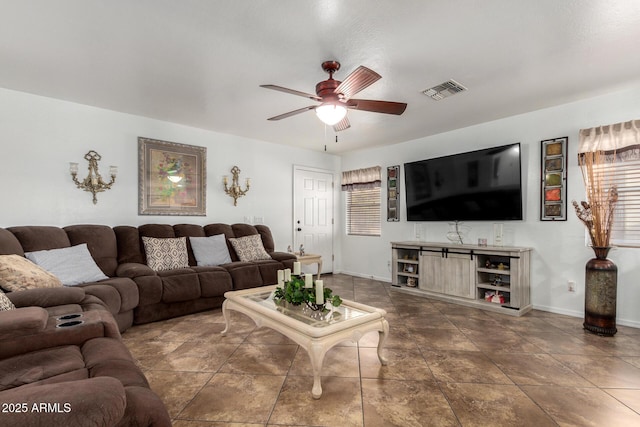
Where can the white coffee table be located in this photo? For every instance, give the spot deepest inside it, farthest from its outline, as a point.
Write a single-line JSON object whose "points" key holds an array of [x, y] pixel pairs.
{"points": [[314, 331]]}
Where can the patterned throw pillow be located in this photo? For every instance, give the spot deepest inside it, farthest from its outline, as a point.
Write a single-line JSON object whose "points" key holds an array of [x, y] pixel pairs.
{"points": [[18, 273], [5, 303], [166, 254], [249, 248]]}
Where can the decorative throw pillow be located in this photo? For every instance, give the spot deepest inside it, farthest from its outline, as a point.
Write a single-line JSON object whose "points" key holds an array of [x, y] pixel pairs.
{"points": [[210, 250], [166, 254], [73, 265], [5, 303], [18, 273], [249, 248]]}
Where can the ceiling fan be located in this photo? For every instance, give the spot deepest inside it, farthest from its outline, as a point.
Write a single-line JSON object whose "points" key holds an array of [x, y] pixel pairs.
{"points": [[336, 97]]}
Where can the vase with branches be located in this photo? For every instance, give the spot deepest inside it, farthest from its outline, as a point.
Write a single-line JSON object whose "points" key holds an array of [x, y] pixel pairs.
{"points": [[597, 214]]}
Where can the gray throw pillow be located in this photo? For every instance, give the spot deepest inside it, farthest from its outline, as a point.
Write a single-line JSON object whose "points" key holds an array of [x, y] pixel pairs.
{"points": [[73, 265], [210, 250]]}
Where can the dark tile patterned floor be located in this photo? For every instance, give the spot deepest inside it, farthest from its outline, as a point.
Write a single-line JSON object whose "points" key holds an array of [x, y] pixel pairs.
{"points": [[448, 366]]}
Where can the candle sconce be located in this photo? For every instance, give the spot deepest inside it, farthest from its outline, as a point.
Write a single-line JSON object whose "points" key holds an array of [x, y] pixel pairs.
{"points": [[234, 190], [93, 182]]}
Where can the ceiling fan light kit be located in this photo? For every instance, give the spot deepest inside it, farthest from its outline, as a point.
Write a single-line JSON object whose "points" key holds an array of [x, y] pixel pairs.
{"points": [[331, 114], [335, 97]]}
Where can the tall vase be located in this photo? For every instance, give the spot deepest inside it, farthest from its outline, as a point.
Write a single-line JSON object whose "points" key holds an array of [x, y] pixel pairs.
{"points": [[601, 281]]}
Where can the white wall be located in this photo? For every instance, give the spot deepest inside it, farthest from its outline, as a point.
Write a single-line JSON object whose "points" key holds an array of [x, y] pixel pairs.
{"points": [[39, 137], [559, 247]]}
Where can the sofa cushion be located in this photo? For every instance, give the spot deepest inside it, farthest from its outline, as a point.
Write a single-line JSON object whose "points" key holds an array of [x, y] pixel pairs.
{"points": [[249, 248], [166, 253], [210, 250], [39, 365], [18, 273], [101, 241], [72, 265], [5, 303]]}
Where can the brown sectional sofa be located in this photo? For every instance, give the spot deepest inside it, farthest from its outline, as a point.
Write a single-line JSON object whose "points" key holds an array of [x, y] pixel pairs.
{"points": [[86, 365], [79, 374], [134, 293]]}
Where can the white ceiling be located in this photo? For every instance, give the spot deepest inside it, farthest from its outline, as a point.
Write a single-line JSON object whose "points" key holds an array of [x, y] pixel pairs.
{"points": [[200, 62]]}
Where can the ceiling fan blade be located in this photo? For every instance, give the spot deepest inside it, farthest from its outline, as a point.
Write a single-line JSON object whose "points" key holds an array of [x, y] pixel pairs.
{"points": [[386, 107], [292, 91], [359, 79], [342, 124], [292, 113]]}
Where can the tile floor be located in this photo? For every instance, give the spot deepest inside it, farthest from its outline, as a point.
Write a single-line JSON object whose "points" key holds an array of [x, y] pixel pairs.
{"points": [[448, 366]]}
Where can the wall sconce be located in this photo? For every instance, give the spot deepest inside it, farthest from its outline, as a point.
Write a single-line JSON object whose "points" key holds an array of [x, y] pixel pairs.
{"points": [[235, 191], [93, 182]]}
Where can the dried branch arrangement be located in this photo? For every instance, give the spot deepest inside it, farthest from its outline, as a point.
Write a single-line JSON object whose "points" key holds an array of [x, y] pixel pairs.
{"points": [[602, 195]]}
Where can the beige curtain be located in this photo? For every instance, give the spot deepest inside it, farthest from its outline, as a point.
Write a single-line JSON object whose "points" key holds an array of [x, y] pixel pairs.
{"points": [[620, 141], [361, 179]]}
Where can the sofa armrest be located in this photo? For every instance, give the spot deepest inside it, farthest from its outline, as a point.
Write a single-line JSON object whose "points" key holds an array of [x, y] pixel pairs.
{"points": [[99, 401], [47, 297], [134, 269], [22, 321]]}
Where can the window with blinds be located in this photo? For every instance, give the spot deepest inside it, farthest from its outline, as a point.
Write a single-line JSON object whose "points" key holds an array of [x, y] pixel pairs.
{"points": [[626, 221], [363, 212]]}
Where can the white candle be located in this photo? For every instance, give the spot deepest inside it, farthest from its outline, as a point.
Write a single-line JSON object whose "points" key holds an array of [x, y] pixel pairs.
{"points": [[319, 292], [280, 277]]}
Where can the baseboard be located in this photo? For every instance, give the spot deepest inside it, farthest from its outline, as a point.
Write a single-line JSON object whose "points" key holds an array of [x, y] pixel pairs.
{"points": [[365, 276], [573, 313]]}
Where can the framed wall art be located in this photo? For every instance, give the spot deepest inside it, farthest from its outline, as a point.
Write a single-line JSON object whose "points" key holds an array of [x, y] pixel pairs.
{"points": [[393, 193], [171, 178], [553, 177]]}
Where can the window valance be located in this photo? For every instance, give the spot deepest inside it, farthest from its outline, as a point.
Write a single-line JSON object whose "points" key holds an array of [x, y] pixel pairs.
{"points": [[361, 179], [618, 142]]}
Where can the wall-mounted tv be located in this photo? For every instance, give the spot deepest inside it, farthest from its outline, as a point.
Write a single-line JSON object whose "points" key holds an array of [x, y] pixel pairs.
{"points": [[483, 185]]}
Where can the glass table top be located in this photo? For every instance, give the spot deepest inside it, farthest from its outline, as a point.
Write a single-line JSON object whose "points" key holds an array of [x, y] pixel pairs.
{"points": [[302, 313]]}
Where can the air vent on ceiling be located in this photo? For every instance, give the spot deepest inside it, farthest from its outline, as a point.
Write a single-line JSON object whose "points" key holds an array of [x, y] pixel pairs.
{"points": [[444, 90]]}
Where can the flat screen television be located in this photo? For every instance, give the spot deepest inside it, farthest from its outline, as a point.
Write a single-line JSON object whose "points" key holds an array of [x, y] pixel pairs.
{"points": [[482, 185]]}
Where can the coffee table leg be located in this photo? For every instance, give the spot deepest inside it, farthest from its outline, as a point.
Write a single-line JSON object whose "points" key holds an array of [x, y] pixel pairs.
{"points": [[316, 354], [225, 314], [382, 336]]}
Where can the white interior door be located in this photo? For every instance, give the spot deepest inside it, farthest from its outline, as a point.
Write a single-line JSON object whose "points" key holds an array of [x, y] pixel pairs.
{"points": [[313, 214]]}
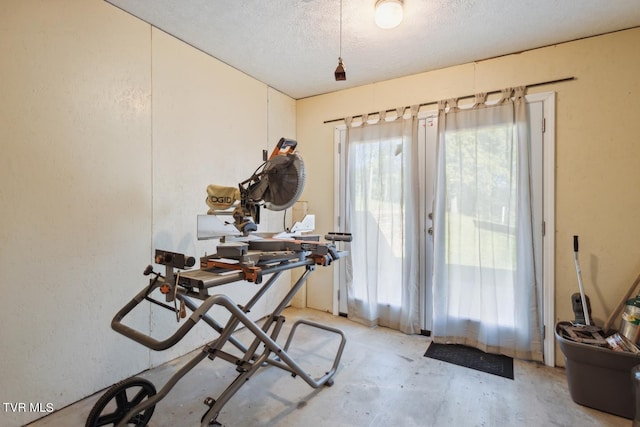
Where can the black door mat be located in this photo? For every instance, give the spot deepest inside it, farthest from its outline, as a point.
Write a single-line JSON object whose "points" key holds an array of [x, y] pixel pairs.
{"points": [[469, 357]]}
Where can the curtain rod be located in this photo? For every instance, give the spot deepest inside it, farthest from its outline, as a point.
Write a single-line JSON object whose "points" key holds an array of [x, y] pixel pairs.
{"points": [[566, 79]]}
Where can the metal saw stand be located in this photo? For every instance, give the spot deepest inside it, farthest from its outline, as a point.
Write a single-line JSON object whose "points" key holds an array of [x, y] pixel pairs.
{"points": [[182, 287]]}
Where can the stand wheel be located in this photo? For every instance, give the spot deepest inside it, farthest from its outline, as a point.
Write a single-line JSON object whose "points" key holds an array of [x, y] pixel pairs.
{"points": [[111, 408]]}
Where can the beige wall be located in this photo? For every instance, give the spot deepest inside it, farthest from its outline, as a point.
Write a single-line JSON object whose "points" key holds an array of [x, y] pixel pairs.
{"points": [[597, 152], [110, 132]]}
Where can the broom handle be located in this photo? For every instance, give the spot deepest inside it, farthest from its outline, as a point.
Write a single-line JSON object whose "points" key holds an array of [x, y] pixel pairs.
{"points": [[585, 309], [621, 304]]}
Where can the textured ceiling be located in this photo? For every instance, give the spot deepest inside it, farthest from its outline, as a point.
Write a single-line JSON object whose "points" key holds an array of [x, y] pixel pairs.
{"points": [[293, 45]]}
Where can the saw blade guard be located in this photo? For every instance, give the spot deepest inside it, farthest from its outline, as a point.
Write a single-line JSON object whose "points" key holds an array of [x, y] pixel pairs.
{"points": [[277, 184]]}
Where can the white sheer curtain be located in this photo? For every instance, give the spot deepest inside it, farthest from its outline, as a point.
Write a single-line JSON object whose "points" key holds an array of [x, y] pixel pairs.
{"points": [[381, 177], [484, 271]]}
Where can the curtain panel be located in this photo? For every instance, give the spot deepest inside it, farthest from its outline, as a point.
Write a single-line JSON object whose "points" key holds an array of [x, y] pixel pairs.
{"points": [[382, 215], [484, 281]]}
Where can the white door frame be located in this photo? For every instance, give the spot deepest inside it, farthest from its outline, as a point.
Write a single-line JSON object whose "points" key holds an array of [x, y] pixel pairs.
{"points": [[548, 242]]}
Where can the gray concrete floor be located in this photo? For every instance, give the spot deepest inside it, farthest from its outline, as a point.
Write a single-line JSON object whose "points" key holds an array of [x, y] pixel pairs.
{"points": [[383, 380]]}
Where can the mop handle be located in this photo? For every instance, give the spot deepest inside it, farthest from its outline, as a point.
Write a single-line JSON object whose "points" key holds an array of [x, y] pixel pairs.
{"points": [[579, 274]]}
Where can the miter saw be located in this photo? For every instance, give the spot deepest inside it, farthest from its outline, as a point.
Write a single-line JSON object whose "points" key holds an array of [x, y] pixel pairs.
{"points": [[277, 184]]}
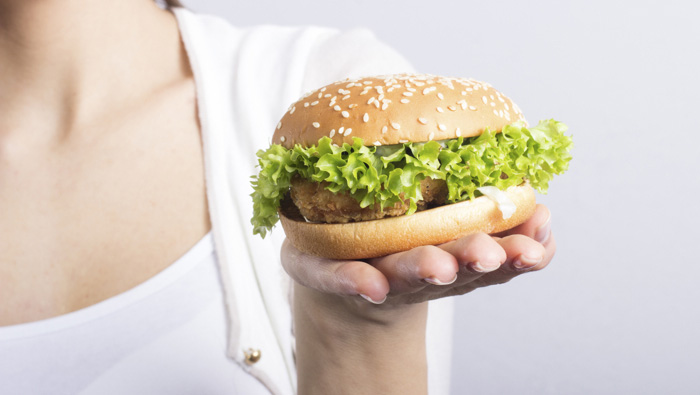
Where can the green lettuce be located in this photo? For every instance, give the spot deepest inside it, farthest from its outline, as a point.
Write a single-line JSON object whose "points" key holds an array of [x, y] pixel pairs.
{"points": [[389, 174]]}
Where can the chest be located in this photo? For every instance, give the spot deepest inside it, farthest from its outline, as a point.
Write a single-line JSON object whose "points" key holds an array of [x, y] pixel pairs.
{"points": [[100, 213]]}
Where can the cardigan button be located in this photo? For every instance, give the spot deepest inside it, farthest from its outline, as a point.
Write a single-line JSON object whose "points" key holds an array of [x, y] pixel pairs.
{"points": [[252, 356]]}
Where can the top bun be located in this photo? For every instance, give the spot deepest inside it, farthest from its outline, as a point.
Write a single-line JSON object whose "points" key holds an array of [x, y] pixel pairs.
{"points": [[396, 109]]}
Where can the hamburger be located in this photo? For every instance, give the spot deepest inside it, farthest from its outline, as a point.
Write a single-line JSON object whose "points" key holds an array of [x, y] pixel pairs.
{"points": [[367, 167]]}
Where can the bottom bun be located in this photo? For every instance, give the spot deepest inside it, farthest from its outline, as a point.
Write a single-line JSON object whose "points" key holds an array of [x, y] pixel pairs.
{"points": [[371, 239]]}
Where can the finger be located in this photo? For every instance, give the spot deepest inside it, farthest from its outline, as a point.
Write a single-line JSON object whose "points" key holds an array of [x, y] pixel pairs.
{"points": [[479, 253], [336, 277], [522, 252], [550, 246], [413, 270], [537, 227]]}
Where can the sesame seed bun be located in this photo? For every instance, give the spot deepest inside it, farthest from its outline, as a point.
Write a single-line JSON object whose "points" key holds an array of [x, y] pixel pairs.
{"points": [[389, 110], [395, 109]]}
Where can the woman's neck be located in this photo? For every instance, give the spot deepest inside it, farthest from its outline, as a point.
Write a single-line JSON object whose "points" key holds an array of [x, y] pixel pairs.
{"points": [[64, 61]]}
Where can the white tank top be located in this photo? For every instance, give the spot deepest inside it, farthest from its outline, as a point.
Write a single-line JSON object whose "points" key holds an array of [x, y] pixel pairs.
{"points": [[165, 336]]}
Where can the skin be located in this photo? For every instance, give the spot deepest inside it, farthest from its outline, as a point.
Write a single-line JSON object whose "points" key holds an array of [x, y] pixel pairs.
{"points": [[380, 347], [101, 174], [102, 187]]}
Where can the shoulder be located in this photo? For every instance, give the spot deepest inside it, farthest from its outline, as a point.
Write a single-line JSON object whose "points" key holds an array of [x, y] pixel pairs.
{"points": [[312, 55]]}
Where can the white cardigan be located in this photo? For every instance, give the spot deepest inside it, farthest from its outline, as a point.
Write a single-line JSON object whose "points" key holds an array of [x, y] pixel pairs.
{"points": [[246, 79]]}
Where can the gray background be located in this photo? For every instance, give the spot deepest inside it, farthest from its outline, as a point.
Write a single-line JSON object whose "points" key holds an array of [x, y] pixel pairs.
{"points": [[616, 312]]}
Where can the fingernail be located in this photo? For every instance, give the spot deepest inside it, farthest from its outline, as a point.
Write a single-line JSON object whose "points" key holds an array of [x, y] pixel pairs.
{"points": [[525, 262], [372, 300], [435, 281], [481, 268], [542, 233]]}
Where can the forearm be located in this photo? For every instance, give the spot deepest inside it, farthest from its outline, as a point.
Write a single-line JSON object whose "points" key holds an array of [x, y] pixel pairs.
{"points": [[356, 347]]}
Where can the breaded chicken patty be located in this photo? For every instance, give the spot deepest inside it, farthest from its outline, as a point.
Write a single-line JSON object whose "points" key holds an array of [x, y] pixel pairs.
{"points": [[317, 204]]}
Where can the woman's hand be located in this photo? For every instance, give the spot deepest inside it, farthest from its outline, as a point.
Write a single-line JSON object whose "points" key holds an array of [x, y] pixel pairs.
{"points": [[378, 339], [429, 272]]}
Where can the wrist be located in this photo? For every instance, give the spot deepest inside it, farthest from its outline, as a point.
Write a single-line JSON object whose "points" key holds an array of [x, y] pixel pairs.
{"points": [[339, 337]]}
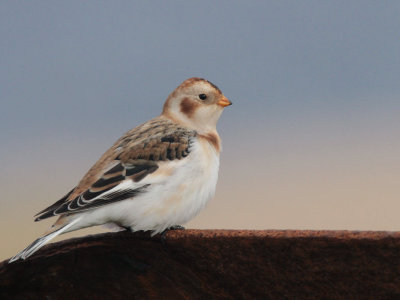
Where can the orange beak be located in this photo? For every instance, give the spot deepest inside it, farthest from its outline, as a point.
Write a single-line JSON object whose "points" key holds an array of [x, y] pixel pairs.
{"points": [[224, 102]]}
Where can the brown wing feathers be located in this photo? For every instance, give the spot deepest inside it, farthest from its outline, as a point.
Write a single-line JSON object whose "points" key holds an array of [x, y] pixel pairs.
{"points": [[137, 159]]}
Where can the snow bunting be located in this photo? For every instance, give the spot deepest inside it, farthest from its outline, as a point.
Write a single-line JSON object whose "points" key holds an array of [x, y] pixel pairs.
{"points": [[158, 175]]}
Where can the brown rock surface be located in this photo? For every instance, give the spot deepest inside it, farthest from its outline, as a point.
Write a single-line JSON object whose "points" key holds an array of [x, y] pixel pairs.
{"points": [[211, 264]]}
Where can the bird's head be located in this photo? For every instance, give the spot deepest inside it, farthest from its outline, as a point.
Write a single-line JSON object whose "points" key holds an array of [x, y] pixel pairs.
{"points": [[197, 104]]}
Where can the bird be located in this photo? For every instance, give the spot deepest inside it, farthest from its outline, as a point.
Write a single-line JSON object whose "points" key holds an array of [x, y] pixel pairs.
{"points": [[156, 176]]}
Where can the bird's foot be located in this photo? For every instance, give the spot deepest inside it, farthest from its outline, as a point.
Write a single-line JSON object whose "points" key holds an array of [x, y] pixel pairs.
{"points": [[163, 237]]}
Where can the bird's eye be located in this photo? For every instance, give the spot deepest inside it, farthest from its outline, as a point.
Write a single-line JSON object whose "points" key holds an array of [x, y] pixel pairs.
{"points": [[203, 96]]}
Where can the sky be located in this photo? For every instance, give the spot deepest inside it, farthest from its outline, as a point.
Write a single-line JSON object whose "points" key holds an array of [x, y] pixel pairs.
{"points": [[311, 142]]}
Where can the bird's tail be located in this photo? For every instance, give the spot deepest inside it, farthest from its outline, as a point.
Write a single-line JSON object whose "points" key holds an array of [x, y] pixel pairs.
{"points": [[40, 242]]}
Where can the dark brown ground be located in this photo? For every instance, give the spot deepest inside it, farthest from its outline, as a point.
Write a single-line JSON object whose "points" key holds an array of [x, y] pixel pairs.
{"points": [[211, 264]]}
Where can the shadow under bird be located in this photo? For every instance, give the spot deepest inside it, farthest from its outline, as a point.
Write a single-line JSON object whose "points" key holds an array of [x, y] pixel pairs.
{"points": [[156, 176]]}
┄┄┄┄┄┄
◆ WHAT TO WORK ON
Show the lines where the word "patterned" appears in the entries.

◆ REPLY TO THE TASK
Where can the patterned throw pillow be located in this photo? For every instance, give the spot deepest inside it, farthest from its outline, as a point.
Where can the dark tile patterned floor be located in this photo? For every instance, give the spot deepest inside it, farthest from its outline, as a point.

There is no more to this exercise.